§ DATA EXTRACTS
· · ·

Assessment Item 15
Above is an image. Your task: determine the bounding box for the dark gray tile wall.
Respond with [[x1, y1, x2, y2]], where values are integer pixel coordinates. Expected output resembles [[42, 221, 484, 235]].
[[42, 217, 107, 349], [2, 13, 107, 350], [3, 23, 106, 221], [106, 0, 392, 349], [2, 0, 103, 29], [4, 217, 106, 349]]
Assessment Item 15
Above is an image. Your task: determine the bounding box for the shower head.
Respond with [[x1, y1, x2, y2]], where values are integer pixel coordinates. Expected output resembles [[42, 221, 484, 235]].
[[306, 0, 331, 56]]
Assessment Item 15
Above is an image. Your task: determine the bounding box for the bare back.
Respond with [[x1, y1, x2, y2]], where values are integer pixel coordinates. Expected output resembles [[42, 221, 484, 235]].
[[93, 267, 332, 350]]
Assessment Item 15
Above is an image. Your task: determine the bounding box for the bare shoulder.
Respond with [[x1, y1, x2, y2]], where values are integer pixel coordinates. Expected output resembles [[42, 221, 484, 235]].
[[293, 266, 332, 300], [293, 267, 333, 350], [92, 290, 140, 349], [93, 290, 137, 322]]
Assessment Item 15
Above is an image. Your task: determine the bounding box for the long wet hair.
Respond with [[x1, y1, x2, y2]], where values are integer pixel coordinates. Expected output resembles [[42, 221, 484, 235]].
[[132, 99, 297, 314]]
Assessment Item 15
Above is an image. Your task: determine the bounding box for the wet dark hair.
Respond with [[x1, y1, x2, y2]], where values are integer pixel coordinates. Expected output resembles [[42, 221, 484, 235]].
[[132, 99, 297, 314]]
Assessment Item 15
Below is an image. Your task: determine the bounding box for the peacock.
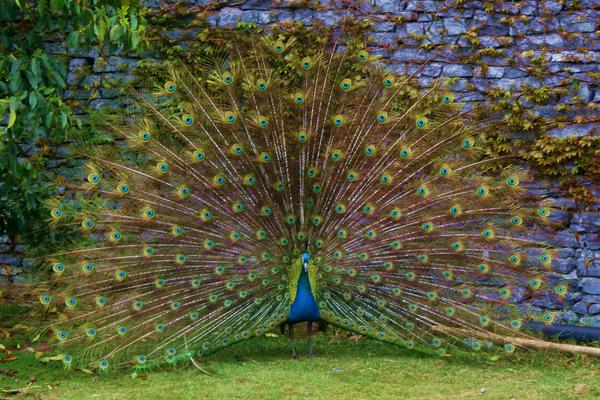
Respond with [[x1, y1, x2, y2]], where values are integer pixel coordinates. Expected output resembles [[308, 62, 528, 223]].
[[38, 30, 565, 372]]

· · ·

§ TASK TO COMPLETE
No picture belongs in the copy. Print every entry above exactly as it stands.

§ COMPLETED TASK
Assessment Item 15
Above is an image. Your task: determine the bounding box for the dark gray tile wall.
Respond with [[x1, y1, x2, y2]], where values are integer pixel coordinates. Expected output resembles [[42, 221, 484, 235]].
[[42, 217, 107, 349], [2, 13, 107, 350], [3, 23, 106, 221], [106, 0, 392, 349], [2, 0, 103, 29], [4, 217, 106, 349]]
Assessment Item 15
Above is an image. Your task: determine the bounding box for the shower head.
Respond with [[x1, y1, x2, y2]], where values are integer pixel coordinates. Expected output resembles [[42, 221, 484, 235]].
[[306, 0, 331, 56]]
Assessment Item 15
Above is an image. Your task: determine the bounding box for the bare back.
Respond with [[x1, y1, x2, y2]], where values are integer pixel coordinates. Expected output resembles [[42, 221, 484, 235]].
[[93, 267, 332, 350]]
Assessment Item 15
Above is an image. Your task: determine the bounding box for the bare shoulder.
Respond with [[x1, y1, x2, y2]], where values are integer pixel coordinates. Expected output resembles [[42, 221, 484, 235]].
[[293, 266, 332, 300], [293, 267, 333, 350], [92, 290, 140, 349], [93, 290, 137, 322]]
Assessment Item 15
Above is an image. Your task: determine the bounding box for the long wet hair.
Respond with [[x1, y1, x2, y2]], where values are integer pixel coordinates. Expected output resembles [[42, 221, 484, 235]].
[[132, 99, 297, 314]]
Assessment Item 15
Above is an image. Your task: determine the bounding box for the wet dark hair.
Respond with [[x1, y1, x2, y2]], where values are integer pixel coordinates. Expected output resembles [[42, 221, 484, 235]].
[[132, 99, 297, 314]]
Assessment Item 15
Below is an image. Your task: determine the bounding box for the peacock.
Respond with [[x1, y1, x2, y2]], where values are integer pixel coordinates. Expected output resembles [[308, 62, 528, 223]].
[[38, 30, 565, 372]]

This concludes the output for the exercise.